What you are asked to do: Nothing in the records may be left out or altered; reproduce them all exactly.

[Rows from a box labeling dataset]

******************************

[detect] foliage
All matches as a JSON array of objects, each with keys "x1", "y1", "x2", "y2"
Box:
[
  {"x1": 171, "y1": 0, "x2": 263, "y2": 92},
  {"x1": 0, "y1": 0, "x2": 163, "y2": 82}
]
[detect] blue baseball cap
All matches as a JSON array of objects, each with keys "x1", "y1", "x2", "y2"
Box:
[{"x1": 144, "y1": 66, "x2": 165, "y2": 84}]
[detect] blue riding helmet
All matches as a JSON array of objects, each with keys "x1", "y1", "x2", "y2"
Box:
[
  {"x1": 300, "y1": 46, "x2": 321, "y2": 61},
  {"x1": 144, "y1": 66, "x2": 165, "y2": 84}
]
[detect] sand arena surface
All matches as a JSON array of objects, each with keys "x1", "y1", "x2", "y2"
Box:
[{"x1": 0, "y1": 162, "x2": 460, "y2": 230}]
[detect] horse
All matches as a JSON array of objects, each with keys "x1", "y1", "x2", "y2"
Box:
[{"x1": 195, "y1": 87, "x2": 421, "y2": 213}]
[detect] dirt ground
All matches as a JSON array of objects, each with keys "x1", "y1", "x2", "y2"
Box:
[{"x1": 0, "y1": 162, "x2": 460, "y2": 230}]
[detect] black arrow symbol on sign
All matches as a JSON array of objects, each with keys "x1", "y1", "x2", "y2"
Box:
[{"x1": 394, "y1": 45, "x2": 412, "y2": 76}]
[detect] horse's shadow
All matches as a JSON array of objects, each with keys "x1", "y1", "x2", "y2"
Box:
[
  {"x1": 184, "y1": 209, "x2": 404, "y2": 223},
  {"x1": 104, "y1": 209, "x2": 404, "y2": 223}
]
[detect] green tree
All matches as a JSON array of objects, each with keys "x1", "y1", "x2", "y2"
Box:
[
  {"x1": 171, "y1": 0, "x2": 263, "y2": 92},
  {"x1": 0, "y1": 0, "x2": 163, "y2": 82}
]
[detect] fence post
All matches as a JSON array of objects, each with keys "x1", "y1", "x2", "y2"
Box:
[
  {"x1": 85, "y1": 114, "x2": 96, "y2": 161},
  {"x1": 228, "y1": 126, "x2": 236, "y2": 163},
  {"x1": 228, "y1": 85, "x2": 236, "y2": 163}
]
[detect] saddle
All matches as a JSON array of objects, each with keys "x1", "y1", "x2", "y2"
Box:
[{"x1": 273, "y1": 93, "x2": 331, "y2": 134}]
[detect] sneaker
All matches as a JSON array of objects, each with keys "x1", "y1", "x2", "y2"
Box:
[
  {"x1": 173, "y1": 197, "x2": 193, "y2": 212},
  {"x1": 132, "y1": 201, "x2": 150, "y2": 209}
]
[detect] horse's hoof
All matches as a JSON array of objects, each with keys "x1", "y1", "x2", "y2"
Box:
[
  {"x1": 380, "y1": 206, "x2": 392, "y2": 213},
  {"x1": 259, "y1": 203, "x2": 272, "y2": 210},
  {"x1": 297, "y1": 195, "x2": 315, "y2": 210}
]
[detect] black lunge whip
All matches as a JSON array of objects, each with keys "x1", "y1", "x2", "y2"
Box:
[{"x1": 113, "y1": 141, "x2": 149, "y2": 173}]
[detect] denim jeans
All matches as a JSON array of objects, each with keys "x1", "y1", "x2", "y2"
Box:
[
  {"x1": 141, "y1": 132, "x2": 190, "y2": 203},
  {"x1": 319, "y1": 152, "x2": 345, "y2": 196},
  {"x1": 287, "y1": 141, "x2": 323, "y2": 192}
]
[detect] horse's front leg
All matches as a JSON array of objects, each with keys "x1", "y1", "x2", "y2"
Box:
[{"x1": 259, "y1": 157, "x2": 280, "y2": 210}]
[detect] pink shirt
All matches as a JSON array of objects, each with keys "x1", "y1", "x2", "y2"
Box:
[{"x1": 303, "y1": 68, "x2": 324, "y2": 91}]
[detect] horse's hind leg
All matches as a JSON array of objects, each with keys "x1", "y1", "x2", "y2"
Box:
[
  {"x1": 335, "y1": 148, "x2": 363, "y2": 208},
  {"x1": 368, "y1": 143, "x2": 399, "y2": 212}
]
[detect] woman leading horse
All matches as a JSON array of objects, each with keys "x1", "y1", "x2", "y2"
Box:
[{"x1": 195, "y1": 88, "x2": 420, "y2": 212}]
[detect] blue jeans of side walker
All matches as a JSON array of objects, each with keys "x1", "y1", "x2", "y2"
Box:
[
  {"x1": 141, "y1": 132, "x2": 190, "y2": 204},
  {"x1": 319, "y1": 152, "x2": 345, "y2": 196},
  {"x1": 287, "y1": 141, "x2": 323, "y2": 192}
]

******************************

Solution to this task:
[detect] foliage
All matches as a JSON array of objects, each with keys "x1", "y1", "x2", "y2"
Box:
[
  {"x1": 171, "y1": 0, "x2": 263, "y2": 92},
  {"x1": 0, "y1": 0, "x2": 163, "y2": 82}
]
[detect] blue baseball cap
All matches as a JSON array of objects, each with keys "x1", "y1", "x2", "y2"
Box:
[{"x1": 144, "y1": 66, "x2": 165, "y2": 84}]
[detect] blue riding helmet
All matches as a JSON array of objects, each with keys "x1", "y1", "x2", "y2"
Box:
[
  {"x1": 300, "y1": 46, "x2": 321, "y2": 61},
  {"x1": 144, "y1": 66, "x2": 165, "y2": 84}
]
[detect] sand arena surface
All matches as a JSON array of objects, each with keys "x1", "y1", "x2", "y2"
Box:
[{"x1": 0, "y1": 162, "x2": 460, "y2": 230}]
[detect] horse
All matches as a JSON array of objects, each with keys "x1", "y1", "x2", "y2"
Box:
[{"x1": 195, "y1": 87, "x2": 421, "y2": 213}]
[detect] dirt ground
All matches as a JSON array of objects, each with keys "x1", "y1", "x2", "y2"
Box:
[{"x1": 0, "y1": 162, "x2": 460, "y2": 230}]
[detect] black arrow symbol on sign
All matches as a JSON array of objects, each with keys "x1", "y1", "x2", "y2"
Box:
[{"x1": 394, "y1": 45, "x2": 412, "y2": 76}]
[detect] horse's shadow
All matches as a JSON array of objects, each with keys "x1", "y1", "x2", "y2"
Box:
[
  {"x1": 184, "y1": 209, "x2": 404, "y2": 223},
  {"x1": 104, "y1": 209, "x2": 404, "y2": 223}
]
[detect] green tree
All matches as a JSON array of objects, each with keys "x1", "y1", "x2", "y2"
Box:
[
  {"x1": 171, "y1": 0, "x2": 263, "y2": 92},
  {"x1": 0, "y1": 0, "x2": 163, "y2": 82}
]
[detect] fence post
All matches as a JSON array of objects, each with keys "x1", "y1", "x2", "y2"
Box:
[
  {"x1": 85, "y1": 114, "x2": 96, "y2": 161},
  {"x1": 228, "y1": 126, "x2": 236, "y2": 163},
  {"x1": 228, "y1": 85, "x2": 236, "y2": 163}
]
[detect] saddle
All matches as a JSON array of objects, each with keys "x1", "y1", "x2", "y2"
Box:
[{"x1": 273, "y1": 93, "x2": 331, "y2": 134}]
[detect] sneaker
All matches as a JSON array of objects, each with keys "x1", "y1", "x2", "y2"
Box:
[
  {"x1": 173, "y1": 197, "x2": 193, "y2": 212},
  {"x1": 132, "y1": 201, "x2": 150, "y2": 209}
]
[detect] horse's hoof
All matches as a JSON array of objects, each with keys "x1", "y1", "x2", "y2"
Box:
[
  {"x1": 380, "y1": 206, "x2": 392, "y2": 213},
  {"x1": 259, "y1": 203, "x2": 272, "y2": 210},
  {"x1": 297, "y1": 195, "x2": 315, "y2": 210}
]
[detect] black lunge whip
All matches as a JSON array of objects, each with keys "x1", "y1", "x2", "y2"
Box:
[{"x1": 113, "y1": 141, "x2": 149, "y2": 173}]
[detect] denim jeans
All matches as a JSON array of objects, each with keys "x1", "y1", "x2", "y2"
Box:
[
  {"x1": 141, "y1": 132, "x2": 190, "y2": 203},
  {"x1": 319, "y1": 152, "x2": 345, "y2": 196},
  {"x1": 287, "y1": 141, "x2": 323, "y2": 192}
]
[detect] horse's front leg
All matches as a JSON array of objects, each with keys "x1", "y1", "x2", "y2"
Box:
[{"x1": 259, "y1": 157, "x2": 280, "y2": 210}]
[detect] pink shirt
All matches as a JSON array of objects, each with keys "x1", "y1", "x2", "y2"
Box:
[{"x1": 303, "y1": 68, "x2": 324, "y2": 91}]
[detect] horse's hind leg
All matches as a JSON array of objects, each with keys "x1", "y1", "x2", "y2"
Box:
[
  {"x1": 335, "y1": 148, "x2": 363, "y2": 208},
  {"x1": 368, "y1": 143, "x2": 399, "y2": 212}
]
[detect] woman leading horse
All matches as a JSON array of objects, each with keys "x1", "y1", "x2", "y2"
Box:
[{"x1": 195, "y1": 88, "x2": 420, "y2": 212}]
[detect] blue jeans of side walker
All matches as a JSON array of objects, each with keys "x1", "y1", "x2", "y2"
Box:
[
  {"x1": 141, "y1": 132, "x2": 190, "y2": 204},
  {"x1": 319, "y1": 152, "x2": 345, "y2": 196},
  {"x1": 287, "y1": 141, "x2": 323, "y2": 192}
]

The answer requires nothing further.